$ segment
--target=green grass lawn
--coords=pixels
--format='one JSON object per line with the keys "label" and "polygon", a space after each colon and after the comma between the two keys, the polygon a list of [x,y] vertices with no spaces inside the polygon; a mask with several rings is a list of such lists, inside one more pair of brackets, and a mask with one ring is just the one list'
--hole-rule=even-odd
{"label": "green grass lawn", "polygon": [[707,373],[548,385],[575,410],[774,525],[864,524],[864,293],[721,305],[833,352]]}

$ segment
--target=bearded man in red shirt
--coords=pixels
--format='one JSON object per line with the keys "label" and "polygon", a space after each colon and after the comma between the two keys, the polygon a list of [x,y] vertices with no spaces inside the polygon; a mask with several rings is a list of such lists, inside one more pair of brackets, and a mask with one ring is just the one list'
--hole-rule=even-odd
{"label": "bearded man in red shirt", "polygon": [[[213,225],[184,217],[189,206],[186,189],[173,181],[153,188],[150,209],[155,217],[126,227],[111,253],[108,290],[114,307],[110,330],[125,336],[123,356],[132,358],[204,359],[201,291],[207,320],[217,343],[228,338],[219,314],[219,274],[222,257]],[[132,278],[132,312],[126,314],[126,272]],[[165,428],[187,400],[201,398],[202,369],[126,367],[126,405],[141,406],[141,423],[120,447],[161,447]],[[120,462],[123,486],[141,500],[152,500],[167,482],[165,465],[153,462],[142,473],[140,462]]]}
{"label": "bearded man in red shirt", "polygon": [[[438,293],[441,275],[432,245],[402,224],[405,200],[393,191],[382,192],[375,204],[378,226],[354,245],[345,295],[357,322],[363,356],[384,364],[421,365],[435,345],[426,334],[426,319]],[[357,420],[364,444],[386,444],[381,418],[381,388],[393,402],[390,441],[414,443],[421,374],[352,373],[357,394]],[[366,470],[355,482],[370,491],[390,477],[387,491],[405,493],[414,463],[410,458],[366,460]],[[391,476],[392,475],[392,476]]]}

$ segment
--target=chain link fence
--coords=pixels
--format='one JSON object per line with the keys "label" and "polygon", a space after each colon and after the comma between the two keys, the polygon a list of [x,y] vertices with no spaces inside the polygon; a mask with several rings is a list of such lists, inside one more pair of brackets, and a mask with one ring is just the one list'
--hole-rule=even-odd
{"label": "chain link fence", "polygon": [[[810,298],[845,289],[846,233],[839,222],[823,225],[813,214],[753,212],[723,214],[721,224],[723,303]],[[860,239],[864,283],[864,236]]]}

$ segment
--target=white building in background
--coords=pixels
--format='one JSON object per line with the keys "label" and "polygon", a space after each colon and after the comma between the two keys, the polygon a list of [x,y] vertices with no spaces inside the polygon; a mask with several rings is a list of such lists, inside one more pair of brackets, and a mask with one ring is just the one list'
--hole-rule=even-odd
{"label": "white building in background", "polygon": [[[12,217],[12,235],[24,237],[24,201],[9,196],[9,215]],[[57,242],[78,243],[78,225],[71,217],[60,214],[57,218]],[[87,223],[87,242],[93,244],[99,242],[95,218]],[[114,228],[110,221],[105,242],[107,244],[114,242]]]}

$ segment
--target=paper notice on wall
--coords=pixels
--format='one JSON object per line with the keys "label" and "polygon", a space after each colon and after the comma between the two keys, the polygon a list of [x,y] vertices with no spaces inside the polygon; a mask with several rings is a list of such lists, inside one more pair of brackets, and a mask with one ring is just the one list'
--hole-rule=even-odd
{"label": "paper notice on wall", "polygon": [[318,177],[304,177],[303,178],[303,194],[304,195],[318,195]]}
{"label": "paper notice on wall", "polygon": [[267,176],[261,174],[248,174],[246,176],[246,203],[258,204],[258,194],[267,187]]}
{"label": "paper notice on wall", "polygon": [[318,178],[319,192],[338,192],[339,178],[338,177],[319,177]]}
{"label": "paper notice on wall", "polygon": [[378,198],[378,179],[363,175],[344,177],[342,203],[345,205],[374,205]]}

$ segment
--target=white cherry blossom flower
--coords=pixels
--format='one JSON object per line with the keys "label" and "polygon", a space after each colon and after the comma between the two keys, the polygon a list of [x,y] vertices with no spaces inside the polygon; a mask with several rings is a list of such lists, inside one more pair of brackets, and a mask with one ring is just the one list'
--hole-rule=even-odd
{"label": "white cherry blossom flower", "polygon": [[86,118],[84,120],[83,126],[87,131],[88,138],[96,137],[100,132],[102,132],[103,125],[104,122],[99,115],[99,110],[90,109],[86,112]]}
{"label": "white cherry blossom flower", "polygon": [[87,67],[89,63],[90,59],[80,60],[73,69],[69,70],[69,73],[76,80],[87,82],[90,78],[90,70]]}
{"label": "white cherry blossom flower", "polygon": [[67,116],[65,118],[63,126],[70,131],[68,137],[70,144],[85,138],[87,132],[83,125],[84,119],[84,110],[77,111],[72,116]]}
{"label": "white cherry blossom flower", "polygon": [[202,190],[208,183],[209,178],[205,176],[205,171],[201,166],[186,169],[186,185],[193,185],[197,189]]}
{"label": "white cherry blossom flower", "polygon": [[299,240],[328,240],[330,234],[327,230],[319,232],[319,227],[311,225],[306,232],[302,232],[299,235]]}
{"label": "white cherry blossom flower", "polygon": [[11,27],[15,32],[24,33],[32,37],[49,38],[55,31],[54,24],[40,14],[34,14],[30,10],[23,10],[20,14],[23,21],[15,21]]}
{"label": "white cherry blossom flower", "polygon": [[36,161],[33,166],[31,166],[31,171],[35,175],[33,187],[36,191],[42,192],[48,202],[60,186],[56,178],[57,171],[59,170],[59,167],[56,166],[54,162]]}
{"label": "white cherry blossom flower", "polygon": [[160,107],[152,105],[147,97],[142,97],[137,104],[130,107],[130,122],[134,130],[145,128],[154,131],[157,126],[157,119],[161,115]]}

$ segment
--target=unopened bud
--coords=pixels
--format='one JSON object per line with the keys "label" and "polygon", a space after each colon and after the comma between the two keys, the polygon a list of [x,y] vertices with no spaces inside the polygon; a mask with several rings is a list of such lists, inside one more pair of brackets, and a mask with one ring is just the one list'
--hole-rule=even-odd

What the task asks: Output the complete data verbatim.

Solution to this problem:
$ segment
--target=green grass lawn
--coords=pixels
--format='one JSON object per line with the keys "label" and "polygon", a space after each colon and after the comma between the two keys, the polygon a list of [x,y] vertices with no spaces inside the polygon; a mask with several rings is a list of such lists, inside one more pair of brackets, and a mask with one ring is just the one list'
--hole-rule=even-odd
{"label": "green grass lawn", "polygon": [[707,373],[548,385],[575,410],[774,525],[864,524],[864,293],[721,305],[833,352]]}

$ segment
--target=bearded man in red shirt
--coords=pixels
--format='one JSON object per line with the keys "label" and "polygon", a space after each colon and after the comma between the two keys, the polygon a list of [x,y] vertices with no spaces inside the polygon; a mask with several rings is a list of such lists, inside one more pair of brackets, and a mask with one ring is just the one list'
--hole-rule=even-odd
{"label": "bearded man in red shirt", "polygon": [[[213,225],[184,217],[189,206],[186,189],[173,181],[153,188],[150,209],[155,217],[126,227],[111,253],[108,290],[114,307],[110,330],[125,336],[123,356],[132,358],[204,359],[201,291],[207,320],[217,343],[228,338],[219,314],[219,274],[222,257]],[[132,278],[132,312],[126,314],[126,272]],[[165,428],[187,400],[201,398],[202,369],[126,367],[126,405],[141,406],[141,423],[120,447],[161,447]],[[120,462],[123,486],[141,500],[152,500],[167,482],[165,465],[153,462],[142,473],[140,462]]]}
{"label": "bearded man in red shirt", "polygon": [[[438,293],[441,275],[432,245],[402,224],[405,200],[393,191],[382,192],[375,204],[378,226],[354,245],[345,295],[357,322],[363,356],[384,364],[421,365],[435,345],[426,334],[426,319]],[[357,420],[364,444],[386,444],[381,418],[381,388],[393,402],[390,441],[414,443],[421,374],[352,373],[357,394]],[[366,470],[355,482],[370,491],[390,477],[387,491],[405,493],[414,463],[410,458],[366,460]],[[391,476],[392,475],[392,476]]]}

$ segment
--target=chain link fence
--coords=pixels
--format='one JSON object per line with the keys "label" and "polygon", a space after each colon and after the comma between the two keys, the polygon a list of [x,y] vertices with no spaces inside the polygon; a mask with several rings is a list of such lists, inside one more pair of brackets, and a mask with one ring is just the one list'
--hole-rule=even-odd
{"label": "chain link fence", "polygon": [[[810,298],[845,289],[846,233],[839,222],[823,225],[813,214],[753,212],[723,214],[721,224],[723,303]],[[860,239],[864,283],[864,236]]]}

$ segment
--target=white building in background
--coords=pixels
--format='one JSON object per line with the keys "label" and "polygon", a space after each colon and after the comma between the two keys, the polygon a list of [x,y] vertices with no spaces inside the polygon; a mask with several rings is a list of such lists, inside one more pair of brackets, and a mask with one ring is just the one list'
--hole-rule=even-odd
{"label": "white building in background", "polygon": [[[12,217],[12,235],[24,237],[24,201],[9,196],[9,215]],[[57,242],[78,243],[78,225],[71,217],[60,214],[57,218]],[[87,223],[87,242],[93,244],[99,242],[95,218]],[[114,228],[110,221],[105,242],[107,244],[114,242]]]}

$ segment
--target=paper notice on wall
--coords=pixels
--format='one JSON object per line with the keys "label" and "polygon", a space after each colon and after the comma between the two keys, the polygon a list of [x,y] vertices with no spaces inside the polygon; a mask with several rings is a list of such lists, inside one more pair of brackets, and a mask with one ring is just the one list'
--hole-rule=even-odd
{"label": "paper notice on wall", "polygon": [[318,177],[304,177],[303,178],[303,194],[304,195],[318,195]]}
{"label": "paper notice on wall", "polygon": [[267,176],[261,174],[248,174],[246,176],[246,203],[258,204],[258,194],[267,187]]}
{"label": "paper notice on wall", "polygon": [[318,178],[319,192],[338,192],[339,178],[338,177],[319,177]]}
{"label": "paper notice on wall", "polygon": [[378,198],[378,179],[363,175],[344,177],[342,203],[345,205],[374,205]]}

$ segment
--target=white cherry blossom flower
--coords=pixels
--format='one JSON object per line with the keys "label" and "polygon", a space after each colon and after the comma between the two keys, the polygon a list of [x,y] vertices with no spaces inside the polygon; a mask with several rings is a list of such lists, inside one more pair of brackets, and a mask with one ring is just the one list'
--hole-rule=even-odd
{"label": "white cherry blossom flower", "polygon": [[86,118],[84,120],[83,126],[87,131],[88,138],[96,137],[100,132],[102,132],[103,125],[104,122],[99,115],[99,110],[90,109],[86,112]]}
{"label": "white cherry blossom flower", "polygon": [[87,67],[89,63],[90,59],[80,60],[73,69],[69,70],[69,73],[76,80],[87,82],[90,78],[90,70]]}
{"label": "white cherry blossom flower", "polygon": [[67,116],[65,118],[63,126],[70,131],[68,137],[70,144],[85,138],[87,132],[83,125],[84,119],[84,110],[77,111],[72,116]]}
{"label": "white cherry blossom flower", "polygon": [[202,190],[208,183],[209,178],[205,176],[205,171],[201,166],[186,169],[186,185],[193,185],[197,189]]}
{"label": "white cherry blossom flower", "polygon": [[299,240],[328,240],[330,234],[327,230],[319,232],[319,227],[311,225],[306,232],[302,232],[299,235]]}
{"label": "white cherry blossom flower", "polygon": [[11,27],[15,32],[24,33],[32,37],[49,38],[55,31],[54,24],[40,14],[34,14],[30,10],[23,10],[20,14],[23,21],[15,21]]}
{"label": "white cherry blossom flower", "polygon": [[36,161],[33,166],[31,166],[31,171],[35,175],[33,187],[36,191],[42,192],[48,202],[60,186],[56,178],[57,171],[59,170],[59,167],[56,166],[54,162]]}
{"label": "white cherry blossom flower", "polygon": [[160,107],[152,105],[147,97],[142,97],[137,104],[130,107],[130,122],[134,130],[145,128],[154,131],[157,126],[157,119],[161,115]]}

$ segment
--target=unopened bud
--coords=pixels
--format='one JSON object per line with the keys "label" and "polygon", a space after each colon and after the comma between the two keys, the polygon a list of [x,y] vertices with no spaces inside the polygon; a mask with several rings is a list of such lists, inside one more pair of brackets, and a mask with one ring is just the one list'
--hole-rule=even-odd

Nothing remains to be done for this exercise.